● **Consigne 1**: Indiquez le nombre de lignes des entrées qui contiennent la chaîne « window », en tenant compte de la casse, et ne donnez que ce nombre.

● **Extrait**:

· · · · · · ·

Malaise lors d’un entretien préalable au licenciement. Accident du travail. Maître François-Xavier BERNARD, avocat.
- 2 juin 2024
- Par zenon
- Dans Droit du travail et Conseil des prud'hommes
François-Xavier BERNARD, avocat, droit du travail.
Cass. soc., 14 février 2024, n°22-18.798
En arrêt de travail depuis le 20 juin 2016, uen salariée est convoquée à un entretien préalable à un licenciement fixé au 27 juillet 2016.
Avant de licencier, l’employeur la convoque devant une instance disciplinaire ( la commission consultative paritaire de l’entreprise qui doit émettre un avis quant au bien-fondé du licenciement : on sait que la procédure disciplinaire légale se cumule avec la procédure conventionnelle) qui se réunit le 21 septembre 2016.
Alors qu’elle se rend à cette convocation devant la commission, la salariée est victime d’un malais qui lui vaudra d’être placée en accident du travail.
L’employeur n’en licencie pas moins la salariée.
La salariée soutient que le malaise dont elle a été victime lorsqu’elle s’est rendue à la réunion de la commission consultative paritaire est un accident du travail.

· · · · · · ·

● **Entrées de données**:
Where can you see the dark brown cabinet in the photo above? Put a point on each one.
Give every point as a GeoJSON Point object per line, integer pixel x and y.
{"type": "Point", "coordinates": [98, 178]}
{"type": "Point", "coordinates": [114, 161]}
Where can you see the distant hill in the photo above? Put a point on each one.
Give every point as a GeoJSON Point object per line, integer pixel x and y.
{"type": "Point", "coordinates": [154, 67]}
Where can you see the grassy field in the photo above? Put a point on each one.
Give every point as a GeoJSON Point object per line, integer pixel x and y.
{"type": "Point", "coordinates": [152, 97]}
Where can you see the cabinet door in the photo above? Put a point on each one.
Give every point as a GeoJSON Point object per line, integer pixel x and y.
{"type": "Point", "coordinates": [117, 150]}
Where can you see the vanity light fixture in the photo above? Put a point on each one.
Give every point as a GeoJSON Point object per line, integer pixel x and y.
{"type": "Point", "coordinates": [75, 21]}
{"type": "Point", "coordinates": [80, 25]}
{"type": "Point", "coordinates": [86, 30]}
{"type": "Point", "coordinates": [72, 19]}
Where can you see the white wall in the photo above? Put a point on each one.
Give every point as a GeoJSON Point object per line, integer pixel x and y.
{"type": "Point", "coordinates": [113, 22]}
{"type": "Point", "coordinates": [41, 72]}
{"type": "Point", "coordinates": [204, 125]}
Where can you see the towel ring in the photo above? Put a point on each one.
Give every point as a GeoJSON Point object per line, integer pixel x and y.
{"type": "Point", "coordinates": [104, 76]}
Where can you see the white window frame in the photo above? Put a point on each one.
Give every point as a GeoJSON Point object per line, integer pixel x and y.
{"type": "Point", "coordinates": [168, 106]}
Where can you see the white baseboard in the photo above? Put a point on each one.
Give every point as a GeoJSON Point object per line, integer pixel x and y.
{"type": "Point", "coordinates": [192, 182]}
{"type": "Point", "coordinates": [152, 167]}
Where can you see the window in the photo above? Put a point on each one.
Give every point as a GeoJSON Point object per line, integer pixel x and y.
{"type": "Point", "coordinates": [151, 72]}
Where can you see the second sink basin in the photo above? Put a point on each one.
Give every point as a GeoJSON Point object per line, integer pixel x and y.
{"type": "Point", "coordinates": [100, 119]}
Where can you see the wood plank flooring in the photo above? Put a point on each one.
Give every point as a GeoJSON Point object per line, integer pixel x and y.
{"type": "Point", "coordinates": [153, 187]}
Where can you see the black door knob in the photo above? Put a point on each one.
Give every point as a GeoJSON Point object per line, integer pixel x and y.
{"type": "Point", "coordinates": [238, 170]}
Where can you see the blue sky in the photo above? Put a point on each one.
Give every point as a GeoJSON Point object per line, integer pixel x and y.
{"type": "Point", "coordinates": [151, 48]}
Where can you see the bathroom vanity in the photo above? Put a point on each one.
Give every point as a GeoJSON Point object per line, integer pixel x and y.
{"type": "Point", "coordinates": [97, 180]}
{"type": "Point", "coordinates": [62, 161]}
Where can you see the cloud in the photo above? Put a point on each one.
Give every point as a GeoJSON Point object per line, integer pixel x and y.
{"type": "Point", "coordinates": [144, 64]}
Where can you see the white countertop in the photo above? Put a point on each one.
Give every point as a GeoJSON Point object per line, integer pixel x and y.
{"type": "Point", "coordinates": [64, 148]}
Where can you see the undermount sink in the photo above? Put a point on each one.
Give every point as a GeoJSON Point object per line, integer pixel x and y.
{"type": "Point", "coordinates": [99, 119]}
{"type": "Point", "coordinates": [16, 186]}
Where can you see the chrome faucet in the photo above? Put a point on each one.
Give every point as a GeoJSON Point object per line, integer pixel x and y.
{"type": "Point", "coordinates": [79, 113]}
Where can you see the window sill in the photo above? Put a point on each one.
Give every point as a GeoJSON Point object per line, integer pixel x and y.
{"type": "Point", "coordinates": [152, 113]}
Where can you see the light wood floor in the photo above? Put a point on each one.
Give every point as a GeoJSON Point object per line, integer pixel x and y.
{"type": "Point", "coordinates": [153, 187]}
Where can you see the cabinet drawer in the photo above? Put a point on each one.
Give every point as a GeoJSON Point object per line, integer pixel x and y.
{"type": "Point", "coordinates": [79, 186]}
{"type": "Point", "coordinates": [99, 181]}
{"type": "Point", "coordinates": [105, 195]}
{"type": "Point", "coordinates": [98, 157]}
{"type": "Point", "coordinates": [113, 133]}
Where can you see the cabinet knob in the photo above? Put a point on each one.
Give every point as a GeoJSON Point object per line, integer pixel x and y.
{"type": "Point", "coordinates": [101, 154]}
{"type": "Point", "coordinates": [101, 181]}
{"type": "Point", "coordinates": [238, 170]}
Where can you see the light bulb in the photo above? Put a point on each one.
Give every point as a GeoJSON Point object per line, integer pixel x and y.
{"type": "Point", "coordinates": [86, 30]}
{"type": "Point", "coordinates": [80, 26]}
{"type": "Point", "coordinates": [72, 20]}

· · · · · · ·

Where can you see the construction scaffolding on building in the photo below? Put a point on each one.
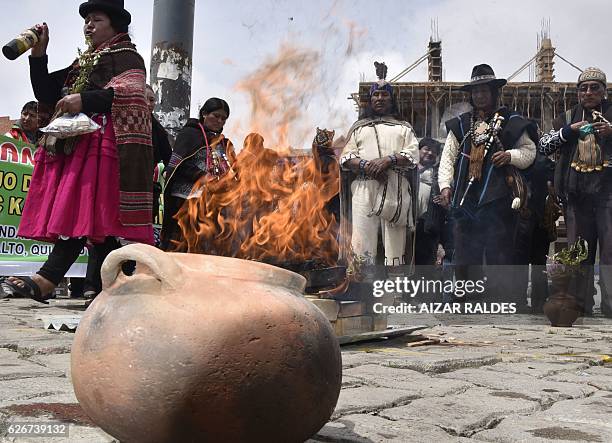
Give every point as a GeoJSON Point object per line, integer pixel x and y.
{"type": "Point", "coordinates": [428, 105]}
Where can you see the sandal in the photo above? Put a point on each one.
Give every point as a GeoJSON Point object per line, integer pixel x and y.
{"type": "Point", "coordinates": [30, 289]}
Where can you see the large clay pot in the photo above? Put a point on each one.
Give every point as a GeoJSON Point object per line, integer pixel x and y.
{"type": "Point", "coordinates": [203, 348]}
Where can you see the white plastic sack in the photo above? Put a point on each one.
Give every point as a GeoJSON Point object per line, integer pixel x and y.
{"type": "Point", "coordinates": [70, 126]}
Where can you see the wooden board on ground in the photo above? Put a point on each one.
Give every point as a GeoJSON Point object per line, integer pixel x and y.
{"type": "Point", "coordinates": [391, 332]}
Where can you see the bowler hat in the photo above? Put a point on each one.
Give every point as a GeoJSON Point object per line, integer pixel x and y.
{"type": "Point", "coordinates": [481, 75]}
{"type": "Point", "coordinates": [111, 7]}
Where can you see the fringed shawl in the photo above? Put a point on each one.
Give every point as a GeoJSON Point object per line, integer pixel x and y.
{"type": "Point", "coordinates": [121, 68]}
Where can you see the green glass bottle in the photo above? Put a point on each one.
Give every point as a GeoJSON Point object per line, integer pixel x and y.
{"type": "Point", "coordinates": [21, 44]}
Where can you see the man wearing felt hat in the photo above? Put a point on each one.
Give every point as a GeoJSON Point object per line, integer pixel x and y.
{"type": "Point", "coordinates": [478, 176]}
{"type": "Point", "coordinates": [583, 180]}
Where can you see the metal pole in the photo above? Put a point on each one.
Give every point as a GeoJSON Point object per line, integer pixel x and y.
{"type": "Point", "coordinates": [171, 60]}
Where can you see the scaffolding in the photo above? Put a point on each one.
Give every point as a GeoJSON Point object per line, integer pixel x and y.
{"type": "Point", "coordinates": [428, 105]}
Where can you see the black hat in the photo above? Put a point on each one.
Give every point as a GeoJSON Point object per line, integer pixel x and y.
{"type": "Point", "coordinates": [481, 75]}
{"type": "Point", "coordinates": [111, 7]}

· · · · · · ·

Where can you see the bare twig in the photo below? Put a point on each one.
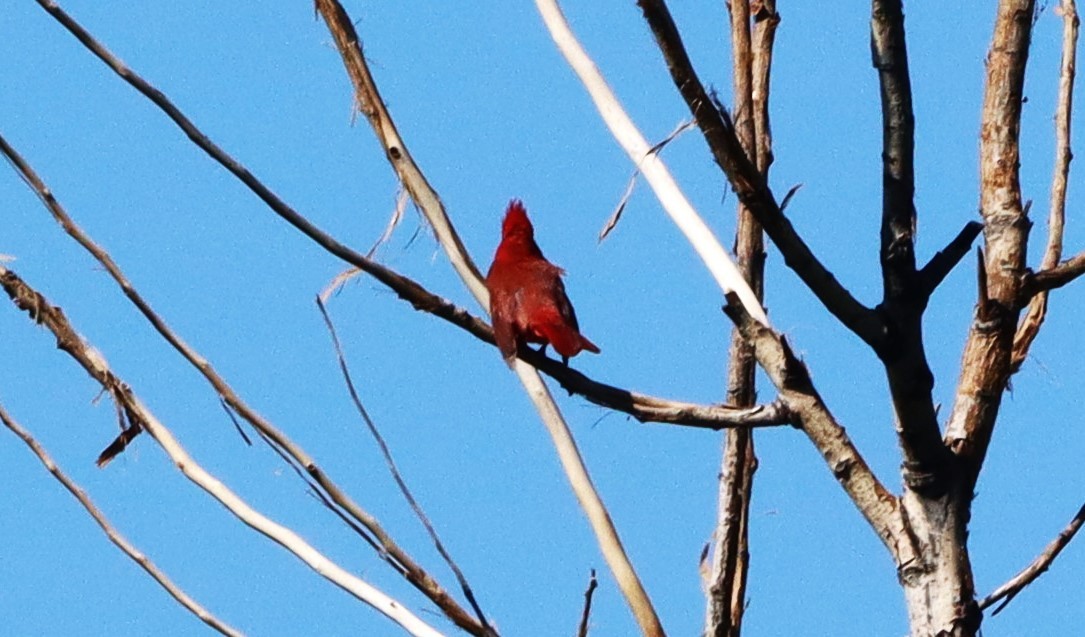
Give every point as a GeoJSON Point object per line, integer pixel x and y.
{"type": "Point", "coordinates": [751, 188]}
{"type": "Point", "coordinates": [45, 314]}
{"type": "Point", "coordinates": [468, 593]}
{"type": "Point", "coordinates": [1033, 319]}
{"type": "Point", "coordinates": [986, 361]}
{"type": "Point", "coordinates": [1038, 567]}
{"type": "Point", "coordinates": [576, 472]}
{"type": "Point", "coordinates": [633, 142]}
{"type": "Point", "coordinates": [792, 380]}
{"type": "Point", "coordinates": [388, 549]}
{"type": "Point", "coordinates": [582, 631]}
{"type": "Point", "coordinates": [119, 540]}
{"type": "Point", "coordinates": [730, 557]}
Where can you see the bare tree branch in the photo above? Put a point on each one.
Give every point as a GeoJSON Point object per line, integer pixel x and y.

· · · · · · ·

● **Consigne 2**: Recopiez mot pour mot le passage de l'extrait qui va de « Avant de licencier, l’employeur » jusqu'à « un accident du travail. » inclus.

● **Résultat attendu 1**: 3

● **Résultat attendu 2**:
Avant de licencier, l’employeur la convoque devant une instance disciplinaire ( la commission consultative paritaire de l’entreprise qui doit émettre un avis quant au bien-fondé du licenciement : on sait que la procédure disciplinaire légale se cumule avec la procédure conventionnelle) qui se réunit le 21 septembre 2016.
Alors qu’elle se rend à cette convocation devant la commission, la salariée est victime d’un malais qui lui vaudra d’être placée en accident du travail.
L’employeur n’en licencie pas moins la salariée.
La salariée soutient que le malaise dont elle a été victime lorsqu’elle s’est rendue à la réunion de la commission consultative paritaire est un accident du travail.